Region annotation items:

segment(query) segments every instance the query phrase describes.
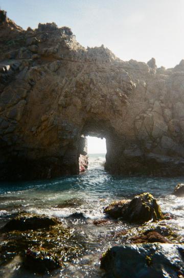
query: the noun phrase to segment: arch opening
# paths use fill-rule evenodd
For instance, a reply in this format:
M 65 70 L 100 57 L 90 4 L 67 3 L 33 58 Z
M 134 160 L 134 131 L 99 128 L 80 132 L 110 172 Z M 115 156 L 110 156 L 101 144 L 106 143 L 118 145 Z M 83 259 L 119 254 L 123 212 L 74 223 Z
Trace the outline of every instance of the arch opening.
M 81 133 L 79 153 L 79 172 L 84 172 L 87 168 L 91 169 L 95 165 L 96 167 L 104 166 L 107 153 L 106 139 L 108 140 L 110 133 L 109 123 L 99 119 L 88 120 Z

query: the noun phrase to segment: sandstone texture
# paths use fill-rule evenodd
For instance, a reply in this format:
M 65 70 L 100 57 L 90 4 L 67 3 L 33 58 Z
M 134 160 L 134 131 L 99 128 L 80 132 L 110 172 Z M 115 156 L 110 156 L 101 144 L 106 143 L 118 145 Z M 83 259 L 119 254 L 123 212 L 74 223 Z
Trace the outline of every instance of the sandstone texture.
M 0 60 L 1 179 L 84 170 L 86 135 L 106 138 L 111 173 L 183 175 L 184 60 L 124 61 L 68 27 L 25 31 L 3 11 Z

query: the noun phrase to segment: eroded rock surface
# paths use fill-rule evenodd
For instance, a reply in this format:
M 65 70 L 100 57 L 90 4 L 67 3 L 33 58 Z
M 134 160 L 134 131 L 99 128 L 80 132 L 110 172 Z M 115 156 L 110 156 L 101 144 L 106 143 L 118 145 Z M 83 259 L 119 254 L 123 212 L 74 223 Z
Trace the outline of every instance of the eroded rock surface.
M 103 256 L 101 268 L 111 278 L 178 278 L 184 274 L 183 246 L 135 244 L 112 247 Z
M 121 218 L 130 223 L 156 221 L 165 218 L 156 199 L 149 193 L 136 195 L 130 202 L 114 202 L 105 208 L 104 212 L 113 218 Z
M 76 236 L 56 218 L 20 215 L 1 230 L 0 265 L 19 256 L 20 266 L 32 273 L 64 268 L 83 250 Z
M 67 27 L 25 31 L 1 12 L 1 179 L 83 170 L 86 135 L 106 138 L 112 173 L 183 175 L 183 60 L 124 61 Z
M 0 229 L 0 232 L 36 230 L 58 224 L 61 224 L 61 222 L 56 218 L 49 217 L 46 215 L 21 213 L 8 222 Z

**Exercise objective:**
Rename "noun phrase" to "target description" in every one of the items above. Reproduce them with nothing else changed, and omit the pictures.

**Solution to the problem:**
segment(query) segments every instance the query phrase describes.
query: the target description to segment: arch opening
# paths use fill-rule evenodd
For instance, a reply in this format:
M 65 70 L 100 57 L 90 4 L 67 3 L 33 58 Z
M 134 160 L 134 131 L 99 128 L 80 132 L 110 172 Z M 115 156 L 110 156 L 101 144 L 106 143 L 118 145 Z M 83 259 L 119 254 L 123 212 L 74 223 Z
Trace the outline of every instance of the arch opening.
M 81 133 L 79 153 L 79 172 L 84 172 L 87 168 L 91 169 L 95 165 L 96 167 L 104 166 L 107 153 L 106 139 L 108 140 L 110 133 L 109 123 L 99 119 L 88 120 Z

query: the target description to segment: sandstone texture
# paths use fill-rule evenodd
For instance, a reply in this format:
M 65 70 L 100 57 L 90 4 L 67 3 L 33 58 Z
M 134 160 L 134 131 L 99 128 L 80 132 L 110 172 Z M 115 156 L 110 156 L 101 144 L 106 143 L 118 145 Z M 83 259 L 119 254 L 123 212 L 74 223 Z
Trace the outline of every instance of the sandstone texture.
M 0 60 L 1 179 L 84 170 L 86 135 L 106 138 L 111 173 L 183 175 L 184 60 L 124 61 L 68 27 L 25 31 L 3 11 Z

query: the target description to segment: eroded rock surface
# paths use fill-rule evenodd
For instance, a reply in this format:
M 65 70 L 100 57 L 90 4 L 67 3 L 33 58 Z
M 134 160 L 134 131 L 99 128 L 80 132 L 110 172 Z M 115 156 L 110 156 L 101 144 L 106 143 L 118 145 Z M 83 259 L 119 254 L 123 212 L 74 223 Z
Trace the outline of every instance of the eroded rock surface.
M 103 256 L 101 268 L 111 278 L 178 278 L 184 274 L 183 246 L 135 244 L 112 247 Z
M 121 218 L 130 223 L 156 221 L 165 218 L 156 199 L 149 193 L 136 195 L 130 202 L 114 202 L 105 208 L 104 212 L 113 218 Z
M 76 236 L 56 218 L 20 215 L 1 230 L 0 265 L 19 256 L 20 266 L 32 273 L 64 268 L 83 250 Z
M 67 27 L 25 31 L 1 12 L 1 179 L 83 170 L 86 135 L 106 138 L 112 173 L 183 175 L 183 60 L 124 61 Z
M 0 229 L 0 232 L 36 230 L 58 224 L 61 224 L 61 222 L 56 218 L 49 217 L 46 215 L 21 213 L 8 222 Z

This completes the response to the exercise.